REQUIRED WORK
Pull out each line in the records below that contains the word "blurred", and copy those lines in full.

Begin MATERIAL

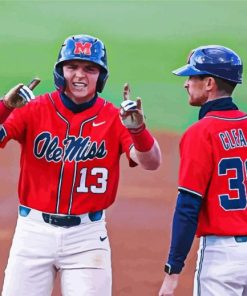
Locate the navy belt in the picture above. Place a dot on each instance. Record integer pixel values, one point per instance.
(241, 238)
(63, 221)
(60, 220)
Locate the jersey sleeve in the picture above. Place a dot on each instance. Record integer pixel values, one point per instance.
(14, 126)
(126, 142)
(196, 161)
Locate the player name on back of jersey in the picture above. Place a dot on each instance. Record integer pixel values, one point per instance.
(232, 139)
(75, 148)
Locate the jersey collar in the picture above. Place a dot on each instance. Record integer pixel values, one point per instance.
(76, 108)
(217, 105)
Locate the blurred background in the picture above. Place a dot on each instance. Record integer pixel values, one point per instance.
(145, 41)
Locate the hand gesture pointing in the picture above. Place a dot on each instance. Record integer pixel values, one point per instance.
(131, 112)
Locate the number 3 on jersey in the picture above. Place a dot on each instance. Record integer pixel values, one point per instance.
(237, 183)
(100, 187)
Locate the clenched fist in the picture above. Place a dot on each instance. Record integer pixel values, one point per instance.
(20, 94)
(131, 112)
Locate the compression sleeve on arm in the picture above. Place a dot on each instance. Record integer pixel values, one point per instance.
(184, 227)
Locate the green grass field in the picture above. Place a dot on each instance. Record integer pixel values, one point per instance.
(145, 41)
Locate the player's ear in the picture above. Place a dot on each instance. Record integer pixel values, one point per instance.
(210, 83)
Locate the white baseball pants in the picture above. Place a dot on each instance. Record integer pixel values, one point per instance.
(39, 250)
(221, 267)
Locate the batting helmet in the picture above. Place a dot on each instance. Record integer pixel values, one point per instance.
(213, 60)
(84, 48)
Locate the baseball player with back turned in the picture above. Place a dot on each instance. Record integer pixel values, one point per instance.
(212, 200)
(71, 142)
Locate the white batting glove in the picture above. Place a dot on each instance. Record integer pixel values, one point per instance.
(20, 94)
(131, 112)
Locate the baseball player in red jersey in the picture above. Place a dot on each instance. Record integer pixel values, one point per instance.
(71, 142)
(212, 197)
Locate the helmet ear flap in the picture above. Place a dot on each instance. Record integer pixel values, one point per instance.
(103, 76)
(84, 48)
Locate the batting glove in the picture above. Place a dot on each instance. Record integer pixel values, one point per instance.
(131, 112)
(20, 94)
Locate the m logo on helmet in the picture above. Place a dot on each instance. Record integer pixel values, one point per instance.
(84, 48)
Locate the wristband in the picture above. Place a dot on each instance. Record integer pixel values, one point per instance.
(143, 140)
(4, 111)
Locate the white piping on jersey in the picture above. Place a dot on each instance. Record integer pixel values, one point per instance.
(75, 168)
(191, 191)
(62, 167)
(227, 119)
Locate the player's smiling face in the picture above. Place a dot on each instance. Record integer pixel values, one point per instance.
(197, 90)
(81, 79)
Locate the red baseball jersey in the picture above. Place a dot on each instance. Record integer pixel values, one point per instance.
(69, 161)
(213, 166)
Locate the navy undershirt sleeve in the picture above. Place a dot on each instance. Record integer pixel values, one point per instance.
(184, 227)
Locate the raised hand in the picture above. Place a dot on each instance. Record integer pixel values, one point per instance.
(131, 112)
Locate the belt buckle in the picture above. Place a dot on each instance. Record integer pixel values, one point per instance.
(62, 221)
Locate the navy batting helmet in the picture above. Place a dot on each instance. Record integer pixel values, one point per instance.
(85, 48)
(213, 60)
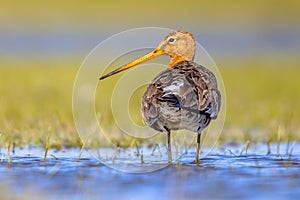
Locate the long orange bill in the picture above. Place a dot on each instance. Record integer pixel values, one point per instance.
(156, 52)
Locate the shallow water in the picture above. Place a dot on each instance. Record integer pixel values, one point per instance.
(228, 172)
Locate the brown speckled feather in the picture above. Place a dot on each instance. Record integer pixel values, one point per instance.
(182, 97)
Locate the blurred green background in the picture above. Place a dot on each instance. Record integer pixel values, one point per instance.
(255, 44)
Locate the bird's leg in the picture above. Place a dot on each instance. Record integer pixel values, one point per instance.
(169, 145)
(198, 146)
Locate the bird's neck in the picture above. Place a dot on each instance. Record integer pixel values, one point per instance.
(174, 60)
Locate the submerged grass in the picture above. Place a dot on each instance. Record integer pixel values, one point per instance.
(36, 101)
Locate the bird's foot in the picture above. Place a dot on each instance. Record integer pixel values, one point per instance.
(196, 161)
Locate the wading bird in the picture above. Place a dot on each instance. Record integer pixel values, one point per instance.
(184, 96)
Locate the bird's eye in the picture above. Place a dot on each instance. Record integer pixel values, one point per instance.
(171, 40)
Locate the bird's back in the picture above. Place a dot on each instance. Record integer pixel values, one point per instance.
(182, 97)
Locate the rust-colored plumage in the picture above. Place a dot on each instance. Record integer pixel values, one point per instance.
(184, 96)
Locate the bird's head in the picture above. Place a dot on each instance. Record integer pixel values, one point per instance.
(179, 45)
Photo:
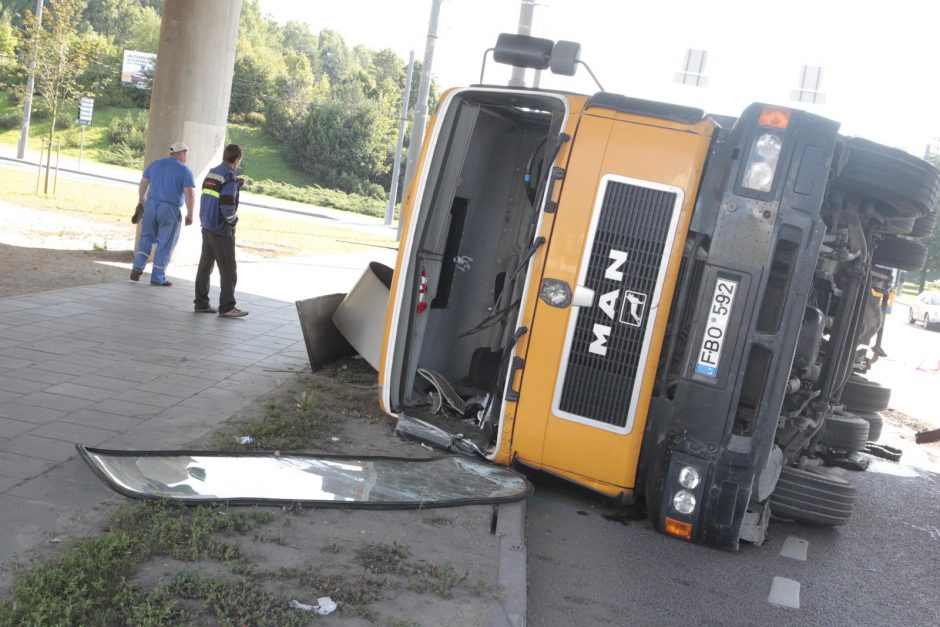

End MATERIAL

FINISHED TASK
Locate the blurred background in the picture above. Place a dot on each instance. Record integer pixel values, one point per instance.
Locate the blurred green background in the picture above. Place a dot on each instance. Record integer pixel values, one point per instance.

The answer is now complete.